** Jobs **
**A.** Can you give the passage of the excerpt on the NLRB's Starbucks ruling again, starting with "On November 8, 2024, in" and going on through "relationship with management.", but change "National Labor Relations Board" to "federal labor board"?
**B.** Could you extend the excerpt on the NLRB's Starbucks ruling, picking up right after its final sentence?

** Source excerpt **

On November 8, 2024, in Siren Retail Corp. d/b/a Starbucks, the National Labor Relations Board (NLRB) prospectively overturned Tri-Cast, Inc., 274 NLRB 377 (1985), a 40-year-old decision that broadly permitted employer statements about how the relationship between management and employees will change post-unionization, namely that employees will lose their direct relationship with management.

Moving forward, the Board will analyze any such statements on a case-by-case basis, and under the stricter test about predictive statements from the U.S. Supreme Court’s decision in NLRB v. Gissel Packing Co., Inc., 395 U.S. 575 (1969). Under that test, if an employer “make[s] a prediction as to the precise effects he believes unionization will have on his company,” then “the prediction must be carefully phrased on the basis of objective fact to convey an employer’s belief as to the demonstrably probable consequences beyond his control.” To avoid running afoul of the National Labor Relations Act under this new standard, an employer must be thoughtful and strategic about how it communicates the impact of unionization on the relationship it will have with its employees.

** Available data **
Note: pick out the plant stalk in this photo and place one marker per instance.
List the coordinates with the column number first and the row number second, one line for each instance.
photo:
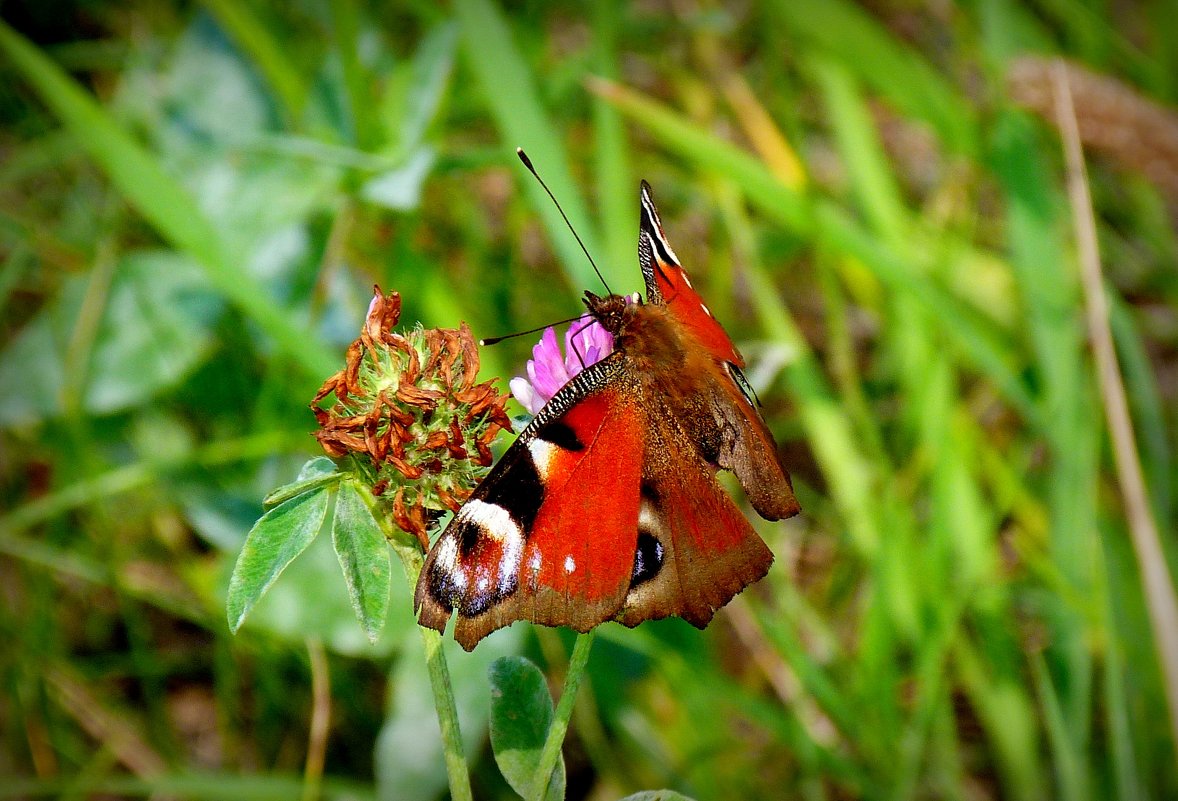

** Results by task **
**A.**
On November 8, 2024, in Siren Retail Corp. d/b/a Starbucks, the federal labor board (NLRB) prospectively overturned Tri-Cast, Inc., 274 NLRB 377 (1985), a 40-year-old decision that broadly permitted employer statements about how the relationship between management and employees will change post-unionization, namely that employees will lose their direct relationship with management.

**B.**
40 Years of Tri-Cast

In Tri-Cast, the Board held that employer statements to employees regarding the impact of unionization on the relationship between individual employees and the employer were generally lawful. In Tri-Cast, a manager made the following statement:

We have been able to work on an informal and person-to-person basis. If the union comes in this will change. We will have to run things by the book, with a stranger, and will not be able to handle personal requests as we have been doing.

The Board found the statement was not a “retaliatory threat,” but rather was “permissible campaign conduct.” It explained that it was lawful to tell employees that when they select a union to represent them, the relationship that existed between the employees and management will not be as before. It found as lawful the employer’s statement that by unionizing, employees lose the ability to address their grievances directly with management.

Following Tri-Cast, the Board had repeatedly found as lawful employer statements that unionizing would eliminate employees’ ability to address workplace issues directly and/or individually with their employer. This included the recent decision in Tesla, Inc., 370 NLRB No. 101 (2021), where the Board, applying Tri-Cast, found that the following statements were lawful: “you don’t really have a voice. The [union] is a … two-class system where [the union] is the only one that has a voice and not the workers.” The Board in Tesla explained that the manager “accurately explained” that an effect of unionization would be that employees would deal with the company through the union, which would speak on their behalf. Though not expressly overturned, it appears that the holding in Tesla is no longer good law.

In overturning Tri-Cast, moving forward the Board will apply a stricter, narrower standard against company statements regarding the effects that unionization has on the relationship between employees and management.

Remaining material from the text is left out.